DOCUMENT SECTION:
--- begin ---

Amos 9, end of the chapter is being quoted in Acts 15. How do I interpret that? Well, here’s my interpretation: the early church really can’t figure out whether saved Gentiles have to convert to Judaism to join the church so there wasn’t a direct word from the Lord so they pulled out the Old Testament, which was the only Bible they had at the time, Hebrew Bible, and they read this passage about the millennium, which indicates that Gentiles are going to be full participants in the millennial kingdom. And they reasoned to themselves, they had to reason because there wasn’t a direct word from the Lord on this, that if the Gentiles are going to be full participants in the millennial kingdom then let’s let them in now as full participants in the age of the church. So it would be an argument from analogy. See that?
So what have I just done there? I have come up with an interpretation of how the New Testament uses the Old respecting the original context of the Old Testament. See that? So in the interpretation I just gave you the New Testament never changed the Old Testament. It never rewrote it, it never added what he calls complimentary editions, it never did any enhancement. Now Darrell Bock doesn’t like that, he calls that… the word he uses or the terminology he uses to describe this is flat interpretation which is kind of a condescending term, isn’t it. How would you like it to be said well, you’re involved in flat interpretation. That kind of sounds like flat earth to me. So how does he interpret it? Oh, you see, the New Testament comes along and adds a layer of meaning that the Old Testament writers never saw. And from this passage this is how he gets Jesus in a kingdom now reigning on David’s throne in an already sense. The whole thing here is a battle of hermeneutics. Now he’s very clear, oh don’t worry, Amos 9:11-15 is still going to be fulfilled one day in an earthly kingdom, but for the time being He’s reigning on David’s throne because when James, in Acts 15 quotes Amos 9 he just filled the sails with new wind, new meaning, new understanding.

--- end ---

TO DO:
Answer these questions about the passage on Acts 15 and Amos 9:
1. What was the only Bible the early church had at the time?
2. What term does Darrell Bock use for the kind of interpretation given in the passage?
3. Which verses of Amos does Bock say will still be fulfilled one day in an earthly kingdom?
This material has no connection to the passage on Acts 15 and Amos 9.

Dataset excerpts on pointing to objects
--- begin ---

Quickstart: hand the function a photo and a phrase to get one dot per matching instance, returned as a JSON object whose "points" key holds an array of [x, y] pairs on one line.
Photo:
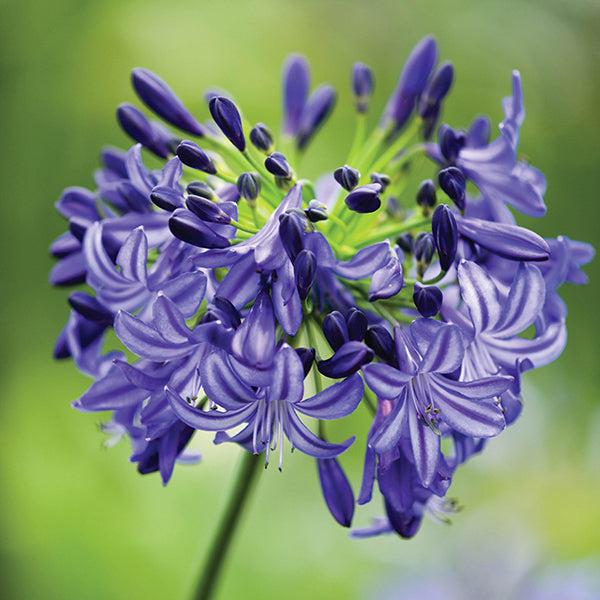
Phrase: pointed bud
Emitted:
{"points": [[438, 86], [428, 299], [347, 177], [248, 185], [357, 324], [291, 233], [316, 212], [305, 266], [317, 109], [335, 329], [363, 82], [296, 81], [426, 197], [336, 490], [186, 226], [347, 360], [200, 188], [364, 199], [277, 164], [307, 356], [453, 182], [207, 210], [193, 156], [262, 138], [159, 97], [445, 235], [135, 124], [379, 339], [382, 179], [228, 120]]}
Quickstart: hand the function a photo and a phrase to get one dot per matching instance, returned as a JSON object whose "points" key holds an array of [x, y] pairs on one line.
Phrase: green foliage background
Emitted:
{"points": [[77, 521]]}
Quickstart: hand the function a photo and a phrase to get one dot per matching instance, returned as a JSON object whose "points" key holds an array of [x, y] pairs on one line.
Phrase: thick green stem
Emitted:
{"points": [[217, 554]]}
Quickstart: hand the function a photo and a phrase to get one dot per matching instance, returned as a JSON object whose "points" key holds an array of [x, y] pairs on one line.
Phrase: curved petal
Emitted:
{"points": [[335, 402]]}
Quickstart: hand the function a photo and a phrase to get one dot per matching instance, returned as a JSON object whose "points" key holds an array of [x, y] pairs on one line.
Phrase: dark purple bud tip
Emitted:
{"points": [[424, 249], [291, 233], [262, 138], [382, 179], [135, 124], [207, 210], [336, 491], [200, 188], [426, 197], [393, 207], [307, 356], [347, 360], [364, 199], [228, 120], [357, 324], [90, 308], [436, 90], [316, 212], [379, 339], [454, 184], [315, 113], [159, 97], [445, 235], [451, 143], [248, 185], [193, 156], [363, 83], [335, 329], [166, 197], [428, 299], [347, 177], [305, 266], [186, 226], [277, 165]]}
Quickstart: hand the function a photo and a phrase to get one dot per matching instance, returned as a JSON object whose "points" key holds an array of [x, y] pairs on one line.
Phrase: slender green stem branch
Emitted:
{"points": [[217, 554]]}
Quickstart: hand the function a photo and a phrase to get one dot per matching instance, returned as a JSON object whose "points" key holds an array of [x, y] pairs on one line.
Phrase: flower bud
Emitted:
{"points": [[135, 124], [159, 97], [207, 210], [347, 360], [193, 156], [291, 233], [317, 109], [305, 266], [307, 356], [335, 329], [428, 299], [277, 164], [382, 179], [435, 91], [364, 199], [186, 226], [379, 339], [357, 324], [200, 188], [316, 212], [228, 120], [363, 83], [262, 138], [347, 177], [453, 182], [445, 235], [426, 197], [248, 185]]}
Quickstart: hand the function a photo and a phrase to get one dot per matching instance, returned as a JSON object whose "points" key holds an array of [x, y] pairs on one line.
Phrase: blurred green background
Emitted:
{"points": [[77, 521]]}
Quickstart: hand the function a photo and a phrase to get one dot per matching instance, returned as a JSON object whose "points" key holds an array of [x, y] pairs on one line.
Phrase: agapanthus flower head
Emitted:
{"points": [[260, 305]]}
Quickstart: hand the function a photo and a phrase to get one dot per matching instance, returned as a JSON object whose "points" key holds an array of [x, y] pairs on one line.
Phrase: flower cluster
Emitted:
{"points": [[260, 305]]}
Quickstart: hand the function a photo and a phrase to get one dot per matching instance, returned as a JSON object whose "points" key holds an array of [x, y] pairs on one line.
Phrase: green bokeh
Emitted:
{"points": [[77, 521]]}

--- end ---

THE RESPONSE:
1. The Old Testament, the Hebrew Bible.
2. Flat interpretation.
3. Amos 9:11-15.